=== 抜粋文 ===

NTTジャパンラグビー リーグワン2023-24 ディビジョン1(交流戦)第10節
2024年3月16日(土)13:00 秩父宮ラグビー場 (東京都)
リコーブラックラムズ東京 29-36 静岡ブルーレヴズ
敗戦の中でもつかんだスクラムへの手ごたえ。
BR東京は超重量級との次戦を見据える
リコーブラックラムズ東京(以下、BR東京)は3月16日(土)、秩父宮ラグビー場で静岡ブルーレヴズ(以下、静岡BR)と対戦し、29対36で敗れた。
両者ともに負けられない一戦だった。
前節終了時点の順位は、BR東京が10位、そして静岡BRは9位。10位以下がディビジョン2との入替戦にまわるため、是が非でも勝利が欲しかった。ゆえにゲームは、序盤から点を取っては取られての展開が続く。BR東京は一時2点差まで迫ったものの、最終盤、静岡BRのセットピースを起点としたワイドアタックによって突き放された。
BR東京の右プロップとして2戦連続で先発を務めたのは、35歳の元オーストラリア代表、パディー・ライアン。静岡BRの藤井雄一郎監督は宗像サニックスブルース所属時の監督であり、パディー・ライアンが日本でプレーするきっかけを作ってくれた人でもあった。「会えてうれしかったし、良いスクラムバトルができた」と直接対決を喜んだ。
後半16分にパディー・ライアンから右プロップのポジションを託されたのは、25歳の大山祥平。「リーグワンでスクラムを一番の強みとしているチームを相手にも、決して力負けしていなかった。個人として手ごたえはありました」と振り返った。

===

• [課題]
次の1.〜3.の記述が試合記事の内容と合っているかを「はい」か「いいえ」で答え、それぞれ判断の決め手となる本文の語句をそのまま引用してください。
1. 前節終了時点では、BR東京のほうが静岡BRより順位が上だった。
2. パディー・ライアンは35歳の元オーストラリア代表である。
3. 大山祥平は前半のうちにパディー・ライアンと交代した。

=== データ一覧 ===

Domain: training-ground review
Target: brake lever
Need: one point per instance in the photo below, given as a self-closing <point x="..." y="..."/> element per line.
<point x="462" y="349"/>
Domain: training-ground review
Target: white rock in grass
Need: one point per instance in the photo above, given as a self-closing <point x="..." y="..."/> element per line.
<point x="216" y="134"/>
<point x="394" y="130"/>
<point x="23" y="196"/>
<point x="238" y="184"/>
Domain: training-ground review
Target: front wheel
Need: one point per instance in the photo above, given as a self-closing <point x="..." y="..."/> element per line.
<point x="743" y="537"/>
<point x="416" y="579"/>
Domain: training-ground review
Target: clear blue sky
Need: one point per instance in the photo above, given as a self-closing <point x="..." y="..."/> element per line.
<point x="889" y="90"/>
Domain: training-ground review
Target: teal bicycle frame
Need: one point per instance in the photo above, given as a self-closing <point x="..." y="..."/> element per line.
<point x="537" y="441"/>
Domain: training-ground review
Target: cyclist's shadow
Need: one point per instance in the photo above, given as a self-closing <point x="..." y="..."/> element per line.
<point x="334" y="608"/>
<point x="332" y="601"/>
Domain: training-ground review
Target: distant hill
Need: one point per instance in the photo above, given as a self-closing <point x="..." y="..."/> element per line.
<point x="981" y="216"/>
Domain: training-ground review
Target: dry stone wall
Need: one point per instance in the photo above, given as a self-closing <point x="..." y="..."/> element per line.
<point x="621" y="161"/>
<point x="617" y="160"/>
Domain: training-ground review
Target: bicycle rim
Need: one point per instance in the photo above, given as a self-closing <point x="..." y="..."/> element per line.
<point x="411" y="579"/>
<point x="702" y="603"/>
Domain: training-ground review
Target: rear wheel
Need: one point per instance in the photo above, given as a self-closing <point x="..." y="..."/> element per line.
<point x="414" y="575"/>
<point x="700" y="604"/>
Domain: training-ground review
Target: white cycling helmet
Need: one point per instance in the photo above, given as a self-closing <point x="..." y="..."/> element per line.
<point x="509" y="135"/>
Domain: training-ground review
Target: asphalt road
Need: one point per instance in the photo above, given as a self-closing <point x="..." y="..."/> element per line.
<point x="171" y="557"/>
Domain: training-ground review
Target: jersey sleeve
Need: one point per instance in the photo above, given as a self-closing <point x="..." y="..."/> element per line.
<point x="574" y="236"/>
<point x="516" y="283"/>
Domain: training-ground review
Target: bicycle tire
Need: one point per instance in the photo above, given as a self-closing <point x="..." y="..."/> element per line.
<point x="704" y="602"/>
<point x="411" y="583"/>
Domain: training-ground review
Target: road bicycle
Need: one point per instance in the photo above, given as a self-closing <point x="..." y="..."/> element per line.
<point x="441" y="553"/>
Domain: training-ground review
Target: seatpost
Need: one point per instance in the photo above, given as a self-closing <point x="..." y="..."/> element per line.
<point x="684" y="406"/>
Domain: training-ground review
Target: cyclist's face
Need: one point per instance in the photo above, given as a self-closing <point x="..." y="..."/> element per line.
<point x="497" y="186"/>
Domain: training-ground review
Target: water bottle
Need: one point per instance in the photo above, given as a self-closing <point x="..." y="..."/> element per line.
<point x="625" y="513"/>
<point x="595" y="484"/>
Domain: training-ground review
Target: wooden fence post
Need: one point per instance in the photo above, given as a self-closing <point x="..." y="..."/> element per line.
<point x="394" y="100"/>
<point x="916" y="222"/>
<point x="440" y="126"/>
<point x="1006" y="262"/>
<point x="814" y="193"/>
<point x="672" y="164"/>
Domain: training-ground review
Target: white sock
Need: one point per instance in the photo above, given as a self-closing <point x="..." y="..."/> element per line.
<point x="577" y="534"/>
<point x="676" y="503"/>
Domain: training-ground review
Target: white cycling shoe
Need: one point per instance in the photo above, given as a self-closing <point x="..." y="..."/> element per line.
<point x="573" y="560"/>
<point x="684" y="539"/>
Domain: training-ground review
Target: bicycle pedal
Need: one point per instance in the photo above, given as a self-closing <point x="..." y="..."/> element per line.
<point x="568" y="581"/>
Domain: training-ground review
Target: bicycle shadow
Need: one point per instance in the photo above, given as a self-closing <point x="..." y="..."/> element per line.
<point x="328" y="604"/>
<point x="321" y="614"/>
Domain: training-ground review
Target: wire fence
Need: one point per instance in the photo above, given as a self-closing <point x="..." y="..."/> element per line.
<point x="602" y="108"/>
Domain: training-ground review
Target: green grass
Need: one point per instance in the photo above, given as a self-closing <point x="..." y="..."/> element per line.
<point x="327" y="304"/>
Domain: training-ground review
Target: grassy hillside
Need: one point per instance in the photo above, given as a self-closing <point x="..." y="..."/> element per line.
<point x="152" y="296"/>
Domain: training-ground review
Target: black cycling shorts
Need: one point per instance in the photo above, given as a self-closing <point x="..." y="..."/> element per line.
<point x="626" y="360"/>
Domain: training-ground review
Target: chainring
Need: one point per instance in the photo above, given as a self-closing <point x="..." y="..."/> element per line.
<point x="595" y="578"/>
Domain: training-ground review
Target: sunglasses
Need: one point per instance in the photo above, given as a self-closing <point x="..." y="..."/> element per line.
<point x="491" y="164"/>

===

• [解答]
1. いいえ。「前節終了時点の順位は、BR東京が10位、そして静岡BRは9位。」
2. はい。「35歳の元オーストラリア代表、パディー・ライアン」
3. いいえ。「後半16分にパディー・ライアンから右プロップのポジションを託されたのは、25歳の大山祥平。」